• Goal of the exercise
In the court opinion, how much did the Chancellor award the plaintiff?

— START OF Text shown —

682 S.W.2d 212 | Tenn. Ct. App. | 1984

ABRIDGED OPINION

TODD, Presiding Judge, Middle Section.

(With the concurrence of participating judges, the original opinion has been abridged for publication.)

Plaintiff, a manufacturer’s sales agent, sued defendant, a sign manufacturer, for balance of $42,000.00 on commissions due for a sale to Shoney’s Big Boy Enterprises in the amount of $417,000.00. The Chancellor rendered judgment for $1,818.98 in favor of plaintiff who has appealed.

The suit was filed on March 21,1974, but was not tried until July 19, 1983. Judgment was entered on January 16, 1984, the record was received by this Court on April 17, 1984, appellee’s brief was filed on June 26, 1984, and oral argument was heard by this Court on September 4, 1984. The record contains no explanation for the long delay in the Trial Court.

There is no material conflict between the testimony of the two witnesses who testified, the plaintiff on his own behalf, and Henry Tilford, President and Chairman of the Board for the defendant.

On May 23, 1972, Lew Finfroek, Vice-President and Sales Manager of defendant delivered to plaintiff a copy of an unsigned memo on the letterhead of defendant from Tom Watson, President of defendant, to Lew Finfroek. On the same date plaintiff and Finfroek initialed a note in the margin of said memo stating: “Eliminate Section 5”; and Section 5 was deleted by a line drawn across it. Said memo reads as follows:

May 22, 1972
Memo to: Tom Watson
Subject: Dave Barnett
Meeting Sunday, May 21
I met with Dave Barnett Sunday at Nashville and he has at least tentatively agreed to come with Wateo and we have agreed on the following:
1. Commission will be 12-1/2% of par prices and in exchange for the extra 2-1/2%, Dave Barnett will furnish his own car, gasoline and incidental expense.
2. Per our present policy, he will be allowed to sell up to 15% over par and we will split the overage with him.
3. Commission will be paid upon acceptance of any orders after credit approval and acceptance by the company. Commissions will be paid weekly.
4. All sketch requests and quote requests will be channeled through Lew Finfroek or TRW.
5. We will provide Dave with an area chart, showing the territory presently being handled out of Bowling Green and Nashville, *214however, Dave is presently handling some national accounts that might fall within these areas, and I have agreed that he can handle them after checking with either Lew or myself in order that we do not double up relative to sales people calling on the same accounts. Eliminate Section 5 T.W. L.F.
He will have access to telephone at the Nashville office and we will reimburse him for long distance telephone calls as necessary. 6.
Extraordinary expenses for travel on national accounts, after approval of the trip, will be reimbursed. 7.

— END OF Text shown —
— START OF Dataset rows —

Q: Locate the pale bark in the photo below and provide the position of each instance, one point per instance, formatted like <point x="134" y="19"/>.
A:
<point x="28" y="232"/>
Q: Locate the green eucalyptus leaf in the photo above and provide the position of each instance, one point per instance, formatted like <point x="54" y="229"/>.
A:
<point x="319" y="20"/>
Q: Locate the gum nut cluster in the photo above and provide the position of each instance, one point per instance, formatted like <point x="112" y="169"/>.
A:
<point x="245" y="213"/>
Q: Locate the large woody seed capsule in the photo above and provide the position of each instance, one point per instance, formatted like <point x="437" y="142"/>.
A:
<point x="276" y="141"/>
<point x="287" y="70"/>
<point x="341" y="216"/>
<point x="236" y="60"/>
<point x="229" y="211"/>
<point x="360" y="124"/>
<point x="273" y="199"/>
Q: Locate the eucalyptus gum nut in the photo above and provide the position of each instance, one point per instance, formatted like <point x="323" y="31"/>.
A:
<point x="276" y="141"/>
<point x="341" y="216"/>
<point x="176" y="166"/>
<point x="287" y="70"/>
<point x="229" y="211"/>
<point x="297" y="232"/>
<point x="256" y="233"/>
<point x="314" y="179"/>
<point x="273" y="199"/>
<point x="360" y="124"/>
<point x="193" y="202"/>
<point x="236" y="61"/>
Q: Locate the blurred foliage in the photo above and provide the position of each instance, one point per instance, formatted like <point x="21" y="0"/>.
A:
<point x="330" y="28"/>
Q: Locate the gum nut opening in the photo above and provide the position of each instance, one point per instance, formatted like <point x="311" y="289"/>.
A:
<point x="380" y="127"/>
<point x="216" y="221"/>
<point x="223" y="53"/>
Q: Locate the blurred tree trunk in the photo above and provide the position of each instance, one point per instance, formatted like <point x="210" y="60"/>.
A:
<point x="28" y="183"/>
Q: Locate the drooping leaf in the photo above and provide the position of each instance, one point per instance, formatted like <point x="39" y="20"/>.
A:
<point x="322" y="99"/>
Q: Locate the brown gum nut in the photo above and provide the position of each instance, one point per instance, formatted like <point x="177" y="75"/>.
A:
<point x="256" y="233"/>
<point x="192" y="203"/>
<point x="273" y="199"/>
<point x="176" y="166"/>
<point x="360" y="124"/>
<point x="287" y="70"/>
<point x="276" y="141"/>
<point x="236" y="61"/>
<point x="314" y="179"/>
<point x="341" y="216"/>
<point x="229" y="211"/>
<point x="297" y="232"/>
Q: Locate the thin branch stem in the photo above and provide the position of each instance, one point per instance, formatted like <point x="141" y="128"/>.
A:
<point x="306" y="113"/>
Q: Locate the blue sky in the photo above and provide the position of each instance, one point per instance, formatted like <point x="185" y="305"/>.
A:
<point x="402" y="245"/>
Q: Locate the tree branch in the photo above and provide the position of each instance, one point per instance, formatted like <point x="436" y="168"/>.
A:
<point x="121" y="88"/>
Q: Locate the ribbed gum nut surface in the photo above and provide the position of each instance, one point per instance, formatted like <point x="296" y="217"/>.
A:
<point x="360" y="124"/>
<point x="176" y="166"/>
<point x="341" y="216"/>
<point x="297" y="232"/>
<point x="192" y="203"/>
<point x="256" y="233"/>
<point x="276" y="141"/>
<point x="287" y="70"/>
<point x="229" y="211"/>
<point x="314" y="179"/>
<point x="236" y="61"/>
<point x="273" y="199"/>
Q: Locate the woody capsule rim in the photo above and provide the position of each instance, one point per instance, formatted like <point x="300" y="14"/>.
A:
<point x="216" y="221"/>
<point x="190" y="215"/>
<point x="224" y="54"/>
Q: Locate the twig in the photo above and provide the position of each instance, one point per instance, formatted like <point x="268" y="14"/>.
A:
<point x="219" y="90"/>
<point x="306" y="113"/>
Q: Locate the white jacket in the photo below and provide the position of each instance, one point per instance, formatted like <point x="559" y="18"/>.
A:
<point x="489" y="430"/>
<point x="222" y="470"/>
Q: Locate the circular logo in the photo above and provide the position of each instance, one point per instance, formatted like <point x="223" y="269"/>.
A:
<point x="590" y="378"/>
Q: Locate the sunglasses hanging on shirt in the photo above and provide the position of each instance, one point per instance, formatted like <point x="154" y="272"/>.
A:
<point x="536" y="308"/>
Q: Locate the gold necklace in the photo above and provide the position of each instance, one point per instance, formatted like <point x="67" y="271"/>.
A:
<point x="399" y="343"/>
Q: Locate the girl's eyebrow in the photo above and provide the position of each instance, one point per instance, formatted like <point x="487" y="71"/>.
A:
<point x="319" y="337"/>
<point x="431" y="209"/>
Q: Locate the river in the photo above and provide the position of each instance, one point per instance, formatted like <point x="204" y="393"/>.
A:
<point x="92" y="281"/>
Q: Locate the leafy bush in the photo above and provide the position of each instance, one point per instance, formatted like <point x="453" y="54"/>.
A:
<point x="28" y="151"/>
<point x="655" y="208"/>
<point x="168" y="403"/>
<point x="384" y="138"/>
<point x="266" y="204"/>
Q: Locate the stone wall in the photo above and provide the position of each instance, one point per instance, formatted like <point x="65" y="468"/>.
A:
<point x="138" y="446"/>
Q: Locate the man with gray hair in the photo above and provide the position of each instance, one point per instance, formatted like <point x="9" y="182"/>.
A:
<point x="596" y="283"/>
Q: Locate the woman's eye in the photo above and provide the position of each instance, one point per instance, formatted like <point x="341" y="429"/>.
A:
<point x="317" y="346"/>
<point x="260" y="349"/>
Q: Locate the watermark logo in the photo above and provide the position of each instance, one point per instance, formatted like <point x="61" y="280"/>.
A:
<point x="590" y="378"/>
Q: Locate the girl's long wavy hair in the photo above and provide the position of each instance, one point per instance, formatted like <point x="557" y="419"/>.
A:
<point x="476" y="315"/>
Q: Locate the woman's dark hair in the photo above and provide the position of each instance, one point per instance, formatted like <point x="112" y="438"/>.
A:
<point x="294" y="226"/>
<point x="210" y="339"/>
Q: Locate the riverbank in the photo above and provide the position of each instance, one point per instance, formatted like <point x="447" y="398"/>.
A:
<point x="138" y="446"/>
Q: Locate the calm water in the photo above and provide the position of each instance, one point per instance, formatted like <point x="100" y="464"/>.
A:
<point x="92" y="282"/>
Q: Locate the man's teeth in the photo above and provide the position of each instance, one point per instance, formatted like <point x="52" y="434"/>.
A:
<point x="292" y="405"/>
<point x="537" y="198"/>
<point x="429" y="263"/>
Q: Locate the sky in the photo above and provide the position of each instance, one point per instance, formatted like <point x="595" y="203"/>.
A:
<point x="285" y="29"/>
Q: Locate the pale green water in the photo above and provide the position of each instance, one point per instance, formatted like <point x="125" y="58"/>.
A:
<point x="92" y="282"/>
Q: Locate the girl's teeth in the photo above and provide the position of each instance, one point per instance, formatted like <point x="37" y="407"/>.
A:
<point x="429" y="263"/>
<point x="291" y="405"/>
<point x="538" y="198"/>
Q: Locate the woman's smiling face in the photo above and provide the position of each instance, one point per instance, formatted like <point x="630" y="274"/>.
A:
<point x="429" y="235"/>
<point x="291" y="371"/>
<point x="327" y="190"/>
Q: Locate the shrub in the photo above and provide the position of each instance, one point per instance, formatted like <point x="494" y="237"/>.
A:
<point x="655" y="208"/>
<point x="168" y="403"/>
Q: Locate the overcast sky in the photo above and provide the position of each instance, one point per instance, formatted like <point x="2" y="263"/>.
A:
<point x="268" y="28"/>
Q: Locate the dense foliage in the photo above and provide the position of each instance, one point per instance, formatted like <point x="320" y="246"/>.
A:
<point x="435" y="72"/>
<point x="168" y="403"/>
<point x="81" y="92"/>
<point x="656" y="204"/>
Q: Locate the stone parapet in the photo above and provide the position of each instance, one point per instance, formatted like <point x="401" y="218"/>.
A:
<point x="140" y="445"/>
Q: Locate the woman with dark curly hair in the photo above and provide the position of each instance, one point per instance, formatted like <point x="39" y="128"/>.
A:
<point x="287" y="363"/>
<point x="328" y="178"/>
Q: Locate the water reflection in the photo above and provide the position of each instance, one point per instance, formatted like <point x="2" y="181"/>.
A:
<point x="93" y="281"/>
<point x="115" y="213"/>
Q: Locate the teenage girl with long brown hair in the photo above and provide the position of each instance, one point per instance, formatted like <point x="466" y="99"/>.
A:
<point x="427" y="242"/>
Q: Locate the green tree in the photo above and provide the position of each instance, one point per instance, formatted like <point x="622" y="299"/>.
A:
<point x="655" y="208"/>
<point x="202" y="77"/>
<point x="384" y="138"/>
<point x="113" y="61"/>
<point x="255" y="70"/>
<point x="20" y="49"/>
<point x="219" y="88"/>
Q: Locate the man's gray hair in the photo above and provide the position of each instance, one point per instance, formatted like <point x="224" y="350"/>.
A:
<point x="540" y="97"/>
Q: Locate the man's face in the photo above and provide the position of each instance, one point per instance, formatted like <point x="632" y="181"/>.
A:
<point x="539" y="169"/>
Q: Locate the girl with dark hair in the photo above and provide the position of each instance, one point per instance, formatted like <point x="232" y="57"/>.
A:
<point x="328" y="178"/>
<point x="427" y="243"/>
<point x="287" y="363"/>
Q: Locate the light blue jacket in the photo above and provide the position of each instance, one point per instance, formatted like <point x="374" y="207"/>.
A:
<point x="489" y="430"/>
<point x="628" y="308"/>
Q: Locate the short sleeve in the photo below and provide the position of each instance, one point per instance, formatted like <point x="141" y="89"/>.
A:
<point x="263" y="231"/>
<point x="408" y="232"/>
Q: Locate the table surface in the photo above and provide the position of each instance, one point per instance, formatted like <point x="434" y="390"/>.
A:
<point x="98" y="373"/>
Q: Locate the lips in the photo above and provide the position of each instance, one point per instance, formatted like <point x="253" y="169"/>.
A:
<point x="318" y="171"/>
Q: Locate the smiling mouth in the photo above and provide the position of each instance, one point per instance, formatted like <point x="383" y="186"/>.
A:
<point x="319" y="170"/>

— END OF Dataset rows —

• Exercise result
$1,818.98